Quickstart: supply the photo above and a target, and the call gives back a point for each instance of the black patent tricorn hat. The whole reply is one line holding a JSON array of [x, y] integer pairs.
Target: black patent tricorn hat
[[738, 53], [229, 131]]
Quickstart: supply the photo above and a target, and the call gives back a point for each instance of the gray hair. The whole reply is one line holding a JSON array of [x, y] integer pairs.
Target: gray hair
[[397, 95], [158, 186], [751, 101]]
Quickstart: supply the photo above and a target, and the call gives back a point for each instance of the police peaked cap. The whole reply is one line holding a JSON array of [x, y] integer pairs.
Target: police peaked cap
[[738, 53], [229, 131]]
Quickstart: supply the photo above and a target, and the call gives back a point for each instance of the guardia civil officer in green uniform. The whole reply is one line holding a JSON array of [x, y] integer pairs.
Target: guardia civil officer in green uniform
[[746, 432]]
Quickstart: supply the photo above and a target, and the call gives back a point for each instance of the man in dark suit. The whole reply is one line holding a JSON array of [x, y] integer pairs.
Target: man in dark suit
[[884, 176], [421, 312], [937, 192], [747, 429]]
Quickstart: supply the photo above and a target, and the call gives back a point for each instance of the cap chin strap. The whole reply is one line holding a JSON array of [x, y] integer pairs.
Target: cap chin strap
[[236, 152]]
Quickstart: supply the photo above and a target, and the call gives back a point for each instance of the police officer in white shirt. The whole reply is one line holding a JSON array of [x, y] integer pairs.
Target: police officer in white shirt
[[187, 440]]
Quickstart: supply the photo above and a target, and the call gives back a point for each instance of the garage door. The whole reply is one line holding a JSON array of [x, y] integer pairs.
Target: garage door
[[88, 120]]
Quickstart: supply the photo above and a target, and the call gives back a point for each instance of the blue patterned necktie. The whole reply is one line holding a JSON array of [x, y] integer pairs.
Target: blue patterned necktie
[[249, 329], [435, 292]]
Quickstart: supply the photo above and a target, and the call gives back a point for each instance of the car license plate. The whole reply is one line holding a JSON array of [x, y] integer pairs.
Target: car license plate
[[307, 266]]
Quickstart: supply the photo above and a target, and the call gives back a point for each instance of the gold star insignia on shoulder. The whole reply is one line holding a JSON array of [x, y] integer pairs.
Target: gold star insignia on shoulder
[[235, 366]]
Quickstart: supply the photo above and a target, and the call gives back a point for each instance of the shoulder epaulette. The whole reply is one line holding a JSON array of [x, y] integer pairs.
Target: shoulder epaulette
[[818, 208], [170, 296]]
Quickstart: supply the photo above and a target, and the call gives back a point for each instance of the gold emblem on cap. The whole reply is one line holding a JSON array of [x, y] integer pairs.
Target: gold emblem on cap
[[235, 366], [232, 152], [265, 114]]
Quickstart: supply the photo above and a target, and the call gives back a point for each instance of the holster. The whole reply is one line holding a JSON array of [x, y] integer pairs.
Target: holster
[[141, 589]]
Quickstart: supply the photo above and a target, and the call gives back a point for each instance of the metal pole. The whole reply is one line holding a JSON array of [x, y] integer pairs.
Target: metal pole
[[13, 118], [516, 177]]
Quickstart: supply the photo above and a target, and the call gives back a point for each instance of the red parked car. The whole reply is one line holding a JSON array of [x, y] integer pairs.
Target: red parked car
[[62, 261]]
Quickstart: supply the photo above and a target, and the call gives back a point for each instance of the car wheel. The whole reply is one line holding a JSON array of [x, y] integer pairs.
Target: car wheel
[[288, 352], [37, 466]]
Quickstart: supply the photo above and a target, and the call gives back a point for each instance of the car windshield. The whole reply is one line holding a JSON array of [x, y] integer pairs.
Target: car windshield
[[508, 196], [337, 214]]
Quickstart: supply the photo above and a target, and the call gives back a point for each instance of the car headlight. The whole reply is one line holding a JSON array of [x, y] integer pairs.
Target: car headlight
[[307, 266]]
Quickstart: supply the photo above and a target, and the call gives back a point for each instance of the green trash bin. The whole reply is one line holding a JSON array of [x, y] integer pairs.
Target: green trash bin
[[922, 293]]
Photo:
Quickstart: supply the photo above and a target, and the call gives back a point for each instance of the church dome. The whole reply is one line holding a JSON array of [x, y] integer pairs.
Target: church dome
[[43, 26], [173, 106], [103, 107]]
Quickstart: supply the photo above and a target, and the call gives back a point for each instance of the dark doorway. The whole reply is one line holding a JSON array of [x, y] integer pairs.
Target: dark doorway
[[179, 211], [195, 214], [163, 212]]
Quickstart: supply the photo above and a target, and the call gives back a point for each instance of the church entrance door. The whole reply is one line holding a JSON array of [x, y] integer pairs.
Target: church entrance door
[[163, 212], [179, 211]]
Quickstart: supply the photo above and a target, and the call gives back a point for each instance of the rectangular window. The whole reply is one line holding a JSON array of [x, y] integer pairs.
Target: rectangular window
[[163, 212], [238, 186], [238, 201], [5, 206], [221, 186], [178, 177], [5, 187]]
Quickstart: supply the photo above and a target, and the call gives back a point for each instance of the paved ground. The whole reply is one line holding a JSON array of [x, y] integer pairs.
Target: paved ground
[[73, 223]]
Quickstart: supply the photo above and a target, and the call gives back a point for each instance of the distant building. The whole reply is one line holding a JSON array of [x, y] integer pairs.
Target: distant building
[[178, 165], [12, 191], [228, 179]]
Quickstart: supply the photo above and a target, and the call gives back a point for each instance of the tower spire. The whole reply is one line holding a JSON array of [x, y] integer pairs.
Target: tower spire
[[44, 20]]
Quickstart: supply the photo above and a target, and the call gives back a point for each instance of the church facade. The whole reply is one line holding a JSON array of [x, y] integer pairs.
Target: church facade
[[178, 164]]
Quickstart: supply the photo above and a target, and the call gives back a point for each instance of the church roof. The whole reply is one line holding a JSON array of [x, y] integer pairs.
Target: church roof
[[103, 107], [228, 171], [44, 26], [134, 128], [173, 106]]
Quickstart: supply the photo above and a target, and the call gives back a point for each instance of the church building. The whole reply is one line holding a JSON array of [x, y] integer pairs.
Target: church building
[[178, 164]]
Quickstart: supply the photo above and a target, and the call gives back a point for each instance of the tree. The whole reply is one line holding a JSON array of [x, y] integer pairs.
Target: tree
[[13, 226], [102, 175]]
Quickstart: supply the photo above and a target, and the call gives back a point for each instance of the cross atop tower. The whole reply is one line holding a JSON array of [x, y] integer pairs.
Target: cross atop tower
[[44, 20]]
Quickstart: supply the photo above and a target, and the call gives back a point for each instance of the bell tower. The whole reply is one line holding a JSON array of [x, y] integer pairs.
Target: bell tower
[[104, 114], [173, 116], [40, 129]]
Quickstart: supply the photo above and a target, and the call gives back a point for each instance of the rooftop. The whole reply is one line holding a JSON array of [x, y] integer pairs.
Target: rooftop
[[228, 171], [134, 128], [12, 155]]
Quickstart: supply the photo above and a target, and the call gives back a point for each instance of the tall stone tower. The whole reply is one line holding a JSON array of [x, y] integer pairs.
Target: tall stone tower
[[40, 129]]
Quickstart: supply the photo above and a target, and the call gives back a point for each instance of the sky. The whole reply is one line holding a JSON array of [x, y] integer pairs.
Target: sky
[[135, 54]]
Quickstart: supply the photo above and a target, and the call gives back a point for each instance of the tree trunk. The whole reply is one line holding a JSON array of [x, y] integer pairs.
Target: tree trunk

______

Please format the lines from the one with "the car license" to the one with "[[235, 366], [232, 152], [265, 114]]", both ends included, as a numbered list with blank lines left out. Include no other lines.

**RESPONSE FOR THIS EXERCISE**
1. Quickstart: supply the photo above and a target, and the call gives back a point for each instance of the car license plate. The whole reply is one line holding a JSON array of [x, y] integer pairs.
2. Target: car license plate
3. [[307, 266]]
4. Quickstart: supply the photo above and a target, and the call gives back a point for each instance of the gold star insignia on shoulder. The whole reply is one line holding a JSON array of [x, y] integer pairs.
5. Target: gold star insignia on shoulder
6. [[235, 366]]
7. Quickstart: supply the photo above and a target, and the call gives back a point for each instance of the shoulder epaulette. The whole reply is one line holding a JSON array of [x, y] integer pairs.
8. Target: shoulder epaulette
9. [[818, 208], [170, 296]]
10. Quickstart: supply the photo above and a target, and the call gives back a point for each instance of the gold emblem on cap. The whole reply is one line holding a JSON array of [x, y] integer pairs.
11. Target: gold emblem on cap
12. [[235, 366], [232, 152], [265, 114]]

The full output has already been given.